§ STORED RECORDS
# # # #

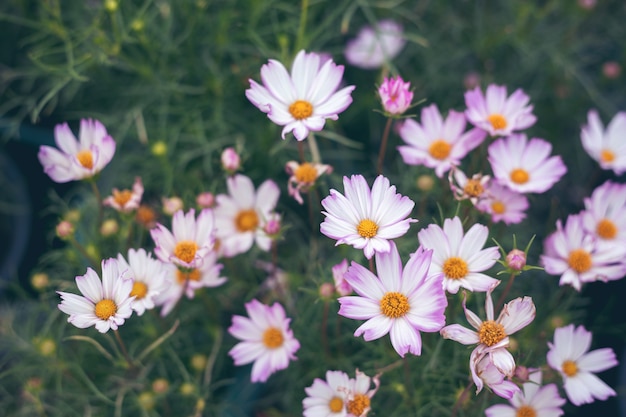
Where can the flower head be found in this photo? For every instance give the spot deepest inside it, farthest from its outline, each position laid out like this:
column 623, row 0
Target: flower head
column 77, row 159
column 104, row 304
column 364, row 218
column 496, row 113
column 569, row 355
column 401, row 302
column 266, row 338
column 303, row 100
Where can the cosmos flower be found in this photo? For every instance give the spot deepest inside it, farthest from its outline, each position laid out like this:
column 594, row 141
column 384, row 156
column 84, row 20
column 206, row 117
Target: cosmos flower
column 437, row 143
column 607, row 147
column 77, row 159
column 401, row 302
column 460, row 255
column 266, row 340
column 570, row 356
column 241, row 215
column 496, row 113
column 366, row 219
column 303, row 100
column 104, row 304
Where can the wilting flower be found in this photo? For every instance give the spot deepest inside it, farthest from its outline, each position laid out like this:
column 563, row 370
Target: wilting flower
column 303, row 100
column 366, row 219
column 395, row 95
column 399, row 302
column 460, row 256
column 77, row 159
column 578, row 257
column 373, row 47
column 570, row 356
column 437, row 143
column 126, row 201
column 303, row 176
column 607, row 147
column 496, row 113
column 189, row 242
column 525, row 166
column 266, row 338
column 241, row 215
column 104, row 304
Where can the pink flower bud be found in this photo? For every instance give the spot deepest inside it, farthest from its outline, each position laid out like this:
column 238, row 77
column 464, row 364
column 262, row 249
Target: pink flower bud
column 395, row 95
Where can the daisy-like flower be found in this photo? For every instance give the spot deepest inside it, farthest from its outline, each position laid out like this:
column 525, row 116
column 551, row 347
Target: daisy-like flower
column 460, row 255
column 570, row 356
column 366, row 219
column 492, row 336
column 303, row 100
column 376, row 46
column 536, row 400
column 438, row 143
column 399, row 302
column 303, row 176
column 503, row 204
column 104, row 304
column 77, row 159
column 189, row 242
column 126, row 201
column 578, row 257
column 266, row 338
column 496, row 113
column 149, row 278
column 525, row 166
column 241, row 215
column 607, row 147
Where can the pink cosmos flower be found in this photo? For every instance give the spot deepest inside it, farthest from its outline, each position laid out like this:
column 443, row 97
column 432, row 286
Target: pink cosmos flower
column 525, row 166
column 395, row 95
column 241, row 216
column 496, row 113
column 578, row 257
column 126, row 201
column 607, row 147
column 399, row 302
column 303, row 100
column 536, row 400
column 366, row 219
column 570, row 356
column 437, row 143
column 376, row 46
column 189, row 242
column 266, row 338
column 460, row 256
column 104, row 304
column 77, row 159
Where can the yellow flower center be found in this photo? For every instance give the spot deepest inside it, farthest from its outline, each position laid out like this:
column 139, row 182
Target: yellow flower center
column 439, row 149
column 579, row 260
column 273, row 338
column 140, row 289
column 394, row 305
column 85, row 158
column 455, row 268
column 301, row 109
column 358, row 404
column 185, row 250
column 490, row 333
column 367, row 228
column 105, row 309
column 570, row 368
column 606, row 229
column 519, row 176
column 246, row 220
column 497, row 121
column 305, row 173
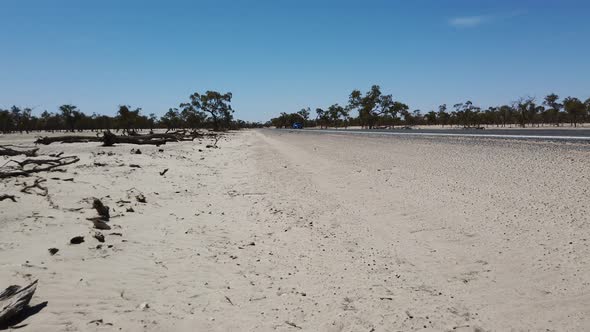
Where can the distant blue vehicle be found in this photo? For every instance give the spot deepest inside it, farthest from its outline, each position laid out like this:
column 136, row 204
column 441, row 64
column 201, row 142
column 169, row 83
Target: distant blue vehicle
column 297, row 125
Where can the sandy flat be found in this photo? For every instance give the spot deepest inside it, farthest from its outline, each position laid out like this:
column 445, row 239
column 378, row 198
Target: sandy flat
column 289, row 231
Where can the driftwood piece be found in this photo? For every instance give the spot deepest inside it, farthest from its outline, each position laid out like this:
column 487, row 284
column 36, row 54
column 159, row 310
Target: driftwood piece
column 102, row 209
column 13, row 300
column 99, row 223
column 5, row 150
column 67, row 139
column 10, row 197
column 31, row 166
column 110, row 139
column 37, row 184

# # # #

§ DIRECTIONS FOR THIS TASK
Copy the lines from the line containing "Where can the yellow" through the line containing "column 305, row 173", inclusive, without any changes.

§ ANSWER TO THE TASK
Where can the yellow flower center be found in this photo? For every instance give the spot deepest inside it, farthest from its outline, each position laid out like this:
column 139, row 182
Target: yellow flower center
column 439, row 149
column 579, row 260
column 273, row 338
column 140, row 289
column 394, row 305
column 85, row 158
column 455, row 268
column 301, row 109
column 358, row 404
column 185, row 250
column 490, row 333
column 367, row 228
column 105, row 309
column 570, row 368
column 606, row 229
column 519, row 176
column 246, row 220
column 497, row 121
column 305, row 173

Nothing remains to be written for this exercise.